:: Records for processing

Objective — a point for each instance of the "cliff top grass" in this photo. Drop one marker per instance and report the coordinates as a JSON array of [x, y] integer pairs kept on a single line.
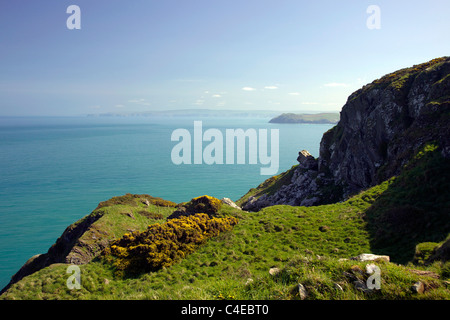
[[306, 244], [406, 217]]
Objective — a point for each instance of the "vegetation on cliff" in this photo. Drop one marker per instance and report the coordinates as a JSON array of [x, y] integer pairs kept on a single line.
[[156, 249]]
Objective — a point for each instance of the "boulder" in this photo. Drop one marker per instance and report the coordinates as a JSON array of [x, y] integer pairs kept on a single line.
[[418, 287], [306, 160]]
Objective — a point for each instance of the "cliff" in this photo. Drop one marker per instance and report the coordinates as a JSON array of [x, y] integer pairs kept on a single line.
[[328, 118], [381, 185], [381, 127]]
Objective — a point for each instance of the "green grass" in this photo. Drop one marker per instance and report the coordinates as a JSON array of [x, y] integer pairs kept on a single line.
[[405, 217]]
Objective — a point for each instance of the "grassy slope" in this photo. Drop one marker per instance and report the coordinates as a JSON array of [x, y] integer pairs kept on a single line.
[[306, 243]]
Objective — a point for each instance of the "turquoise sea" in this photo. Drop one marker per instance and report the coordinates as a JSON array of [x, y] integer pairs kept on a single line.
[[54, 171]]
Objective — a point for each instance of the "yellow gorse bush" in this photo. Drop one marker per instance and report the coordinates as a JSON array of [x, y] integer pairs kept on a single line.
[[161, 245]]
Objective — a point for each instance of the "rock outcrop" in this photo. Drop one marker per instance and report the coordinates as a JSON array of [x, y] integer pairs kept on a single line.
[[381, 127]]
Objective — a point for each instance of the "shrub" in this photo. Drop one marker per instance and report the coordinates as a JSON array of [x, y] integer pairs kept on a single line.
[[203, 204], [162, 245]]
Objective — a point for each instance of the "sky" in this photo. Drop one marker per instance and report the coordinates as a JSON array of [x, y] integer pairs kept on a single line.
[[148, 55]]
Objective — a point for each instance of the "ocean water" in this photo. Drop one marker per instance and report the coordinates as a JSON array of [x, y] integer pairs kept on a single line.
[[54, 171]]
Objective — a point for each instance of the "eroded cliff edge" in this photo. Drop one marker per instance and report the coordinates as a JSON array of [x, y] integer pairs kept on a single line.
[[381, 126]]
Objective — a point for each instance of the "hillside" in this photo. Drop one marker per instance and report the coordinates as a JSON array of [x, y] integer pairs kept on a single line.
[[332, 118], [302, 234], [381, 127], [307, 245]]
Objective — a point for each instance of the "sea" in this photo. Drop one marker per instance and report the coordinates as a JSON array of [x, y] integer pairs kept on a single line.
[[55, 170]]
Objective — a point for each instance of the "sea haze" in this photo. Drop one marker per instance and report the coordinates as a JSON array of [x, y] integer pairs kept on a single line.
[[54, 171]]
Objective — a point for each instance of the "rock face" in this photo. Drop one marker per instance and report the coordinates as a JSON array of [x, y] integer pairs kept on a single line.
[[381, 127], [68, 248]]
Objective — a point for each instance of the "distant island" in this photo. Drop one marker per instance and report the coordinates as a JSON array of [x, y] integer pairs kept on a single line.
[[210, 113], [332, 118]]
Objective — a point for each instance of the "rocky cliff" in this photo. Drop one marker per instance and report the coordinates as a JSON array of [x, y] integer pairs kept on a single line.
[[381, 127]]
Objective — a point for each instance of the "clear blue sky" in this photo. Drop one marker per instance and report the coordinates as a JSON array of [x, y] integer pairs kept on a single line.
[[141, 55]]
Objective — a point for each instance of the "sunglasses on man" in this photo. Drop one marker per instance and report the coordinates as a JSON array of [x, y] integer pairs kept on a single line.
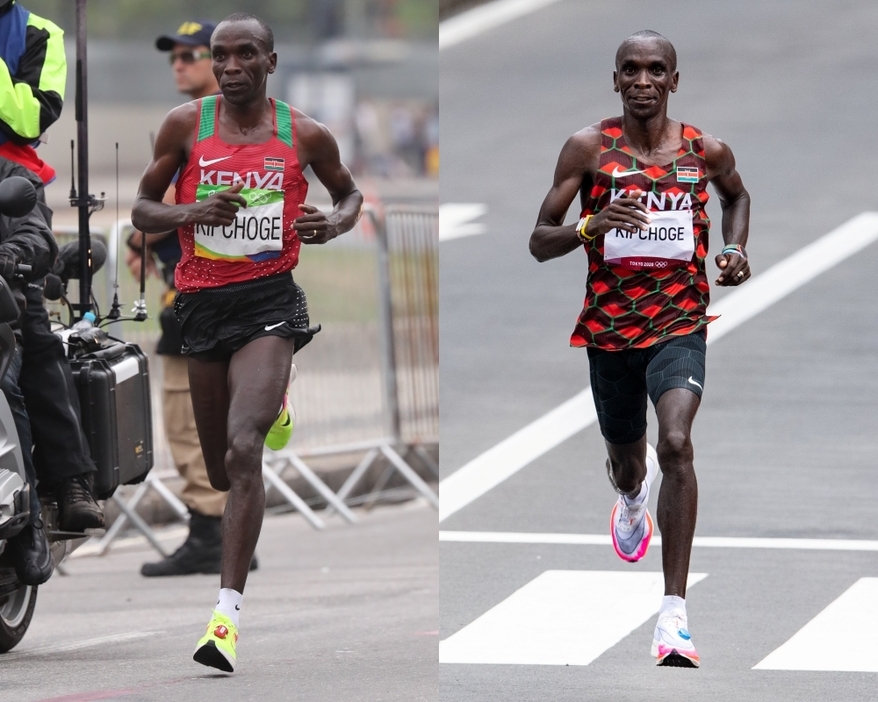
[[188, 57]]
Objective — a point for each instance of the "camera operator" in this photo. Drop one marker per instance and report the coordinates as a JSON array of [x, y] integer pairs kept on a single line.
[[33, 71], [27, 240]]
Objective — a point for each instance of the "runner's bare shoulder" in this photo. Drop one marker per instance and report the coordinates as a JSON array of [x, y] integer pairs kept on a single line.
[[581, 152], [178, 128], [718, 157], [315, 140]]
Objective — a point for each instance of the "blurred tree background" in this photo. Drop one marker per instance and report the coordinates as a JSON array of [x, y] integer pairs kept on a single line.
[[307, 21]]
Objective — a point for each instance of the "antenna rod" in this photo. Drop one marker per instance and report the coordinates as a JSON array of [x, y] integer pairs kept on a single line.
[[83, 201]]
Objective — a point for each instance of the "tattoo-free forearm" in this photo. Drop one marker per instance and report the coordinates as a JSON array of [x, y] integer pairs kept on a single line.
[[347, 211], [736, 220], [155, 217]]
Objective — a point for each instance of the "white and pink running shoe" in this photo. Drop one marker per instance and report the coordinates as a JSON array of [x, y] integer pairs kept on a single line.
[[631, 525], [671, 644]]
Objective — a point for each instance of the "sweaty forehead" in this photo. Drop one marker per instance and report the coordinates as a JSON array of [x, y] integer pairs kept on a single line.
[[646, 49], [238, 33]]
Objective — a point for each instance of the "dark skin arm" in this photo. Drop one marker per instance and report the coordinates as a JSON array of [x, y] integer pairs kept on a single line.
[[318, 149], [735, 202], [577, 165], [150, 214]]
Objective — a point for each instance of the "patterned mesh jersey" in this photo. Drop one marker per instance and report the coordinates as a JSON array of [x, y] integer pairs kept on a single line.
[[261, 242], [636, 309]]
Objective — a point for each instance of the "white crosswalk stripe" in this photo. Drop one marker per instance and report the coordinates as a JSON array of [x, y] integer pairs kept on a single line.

::::

Your task> How many lines in the rows above contain the word "white"? Give only the number.

Right answer> 2